Passage provided:
::::::

2. IFRS financial reporting

The consolidated financial statements of MTU Aero Engines Holding AG as at December 31, 2006, were drawn up in accordance with International Financial Reporting Standards (IFRS), such as these apply in the EU, and the guidelines of the International Accounting Standards Board (IASB), based in London. The interim consolidated financial statements ("Interim Report") as at March 31, 2007, which have been prepared in accordance with International Accounting Standard (IAS) 34 (Interim Financial Reporting), have been drawn up using, in all material respects, the same accounting policies as in the 2006 consolidated financial statements. Necessary changes resulting from the application of new or revised Standards or for reasons of greater transparency are explained in Note 4. All Interpretations of the International Financial Reporting Interpretations Committee (IFRIC) which are mandatory at March 31, 2007 have also been applied. The Interim Report also complies with German Accounting Standard No. 6 (GAS 6) – Interim Financial Reporting – issued by the German Accounting Standards Committee e. V. (GASC). The Interim Report has not been audited by the Group Auditor.

Further information about the Group's accounting principles and policies is contained in the MTU Aero Engines Holding AG consolidated financial statements as at December 31, 2006. The reporting currency for the consolidated financial statements is the Euro. All amounts are disclosed in millions of euros (€ million) unless stated otherwise.

3. New financial reporting rules

The IASB and IFRIC have issued the following Standards and Interpretations which have been endorsed by the European Commission:

  • Amendment to IAS 39 (Financial Instruments: Recognition and Measurement)
  • IFRIC 4 (Determining whether an Arrangement contains a Lease)
  • IFRS 7 (Financial instruments: Disclosures) together with the corresponding disclosure requirements in IAS 1

The changes have been applied by the Group from the beginning of 2007.

4. Adjustments to the Group Interim Report

MTU Maintenance Zhuhai Co. Ltd., China, has been consolidated proportionately (at 50%) since the beginning of 2006 (see Note 5).

::::::

Data shown:
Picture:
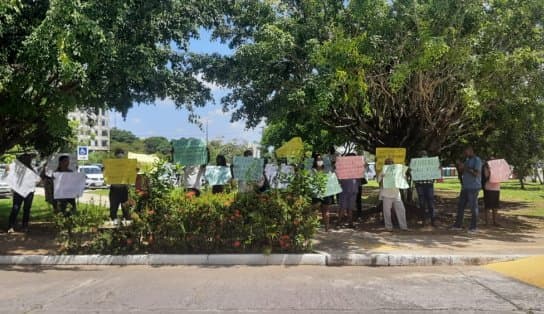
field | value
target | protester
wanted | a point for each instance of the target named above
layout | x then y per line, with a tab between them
61	205
347	200
324	203
18	200
425	194
391	199
492	192
119	196
471	185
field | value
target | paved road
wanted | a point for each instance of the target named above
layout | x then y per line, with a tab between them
263	289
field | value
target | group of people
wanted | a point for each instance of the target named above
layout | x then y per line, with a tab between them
473	173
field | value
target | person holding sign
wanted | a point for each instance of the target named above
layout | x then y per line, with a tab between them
24	195
471	185
60	205
391	179
492	192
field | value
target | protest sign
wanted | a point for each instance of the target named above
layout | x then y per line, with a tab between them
218	175
398	155
190	152
499	170
394	177
21	179
120	171
425	169
248	168
350	167
68	184
294	148
333	186
53	163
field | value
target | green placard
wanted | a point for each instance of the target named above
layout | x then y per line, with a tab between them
248	168
190	152
218	175
393	177
423	169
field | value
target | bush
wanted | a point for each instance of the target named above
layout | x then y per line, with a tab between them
169	221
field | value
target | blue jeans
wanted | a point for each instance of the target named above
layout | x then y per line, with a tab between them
468	197
425	194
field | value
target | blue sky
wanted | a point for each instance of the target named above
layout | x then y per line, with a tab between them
163	119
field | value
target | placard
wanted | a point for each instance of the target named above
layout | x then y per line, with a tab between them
190	152
394	177
499	171
425	169
68	184
248	168
350	167
294	148
53	163
398	155
218	175
21	179
120	171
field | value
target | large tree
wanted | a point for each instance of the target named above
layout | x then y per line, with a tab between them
57	55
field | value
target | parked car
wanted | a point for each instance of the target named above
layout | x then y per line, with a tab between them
94	176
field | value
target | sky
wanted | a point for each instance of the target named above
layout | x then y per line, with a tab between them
163	119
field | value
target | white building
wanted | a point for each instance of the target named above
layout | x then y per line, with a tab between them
93	129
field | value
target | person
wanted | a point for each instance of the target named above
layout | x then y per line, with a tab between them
391	198
492	192
19	200
221	161
324	203
347	200
470	187
118	196
425	195
60	205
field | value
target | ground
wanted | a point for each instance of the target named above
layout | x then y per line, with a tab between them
271	289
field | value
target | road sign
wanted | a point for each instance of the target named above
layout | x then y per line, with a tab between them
83	153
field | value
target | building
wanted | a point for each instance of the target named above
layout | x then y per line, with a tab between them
93	129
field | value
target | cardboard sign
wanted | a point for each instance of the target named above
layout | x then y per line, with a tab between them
190	152
294	148
333	186
499	171
218	175
425	169
394	177
68	184
21	179
350	167
248	168
120	171
398	155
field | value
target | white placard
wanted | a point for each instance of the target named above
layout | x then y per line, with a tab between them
68	184
22	179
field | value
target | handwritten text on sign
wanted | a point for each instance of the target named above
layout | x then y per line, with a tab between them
120	171
218	175
248	168
499	171
398	155
350	167
423	169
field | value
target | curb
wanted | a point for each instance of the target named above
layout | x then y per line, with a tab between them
320	259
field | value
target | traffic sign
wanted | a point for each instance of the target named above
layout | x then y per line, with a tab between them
83	153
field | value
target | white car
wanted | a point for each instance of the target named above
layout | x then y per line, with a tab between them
93	174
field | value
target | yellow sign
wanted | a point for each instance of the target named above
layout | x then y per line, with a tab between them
120	171
382	153
293	148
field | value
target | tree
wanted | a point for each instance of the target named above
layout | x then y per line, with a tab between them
57	55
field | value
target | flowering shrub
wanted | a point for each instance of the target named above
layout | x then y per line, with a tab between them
169	221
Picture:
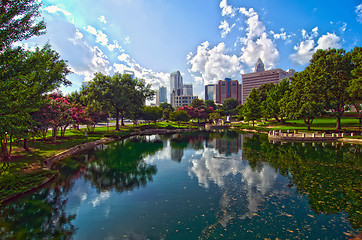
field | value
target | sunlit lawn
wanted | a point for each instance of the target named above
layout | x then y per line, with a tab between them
321	124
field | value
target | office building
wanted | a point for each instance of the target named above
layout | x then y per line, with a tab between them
225	89
209	92
161	95
180	101
187	89
260	77
176	87
129	72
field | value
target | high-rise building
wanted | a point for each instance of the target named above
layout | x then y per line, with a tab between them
187	89
129	72
180	94
161	95
176	86
180	101
260	77
227	89
209	92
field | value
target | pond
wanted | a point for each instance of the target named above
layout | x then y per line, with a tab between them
196	186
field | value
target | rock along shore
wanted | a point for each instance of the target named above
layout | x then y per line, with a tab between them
49	162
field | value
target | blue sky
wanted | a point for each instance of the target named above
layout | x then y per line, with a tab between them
206	40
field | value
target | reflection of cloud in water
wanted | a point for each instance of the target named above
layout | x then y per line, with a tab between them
102	197
240	198
213	167
163	154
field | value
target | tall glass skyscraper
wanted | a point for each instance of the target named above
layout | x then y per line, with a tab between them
176	86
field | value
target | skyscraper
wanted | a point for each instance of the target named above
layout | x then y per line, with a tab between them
260	77
161	95
130	73
209	92
176	86
227	89
187	89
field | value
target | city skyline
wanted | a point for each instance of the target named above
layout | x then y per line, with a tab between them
217	39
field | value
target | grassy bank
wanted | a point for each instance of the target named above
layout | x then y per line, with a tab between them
25	170
320	124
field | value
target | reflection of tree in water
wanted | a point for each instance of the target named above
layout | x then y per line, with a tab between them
39	216
243	189
121	166
329	175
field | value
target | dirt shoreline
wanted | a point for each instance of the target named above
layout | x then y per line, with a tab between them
49	162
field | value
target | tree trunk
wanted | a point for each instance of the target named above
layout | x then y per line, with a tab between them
117	120
44	133
358	115
282	121
122	116
26	146
338	122
55	130
4	149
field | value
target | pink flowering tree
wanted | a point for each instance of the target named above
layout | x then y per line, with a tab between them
199	113
58	114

::::::

Aim: Could you reproduce the portion of the MTU financial reporting notes word for word, starting at "The changes have" and ending at "(see Note 5)."?

Response:
The changes have been applied by the Group from the beginning of 2007.

4. Adjustments to the Group Interim Report

MTU Maintenance Zhuhai Co. Ltd., China, has been consolidated proportionately (at 50%) since the beginning of 2006 (see Note 5).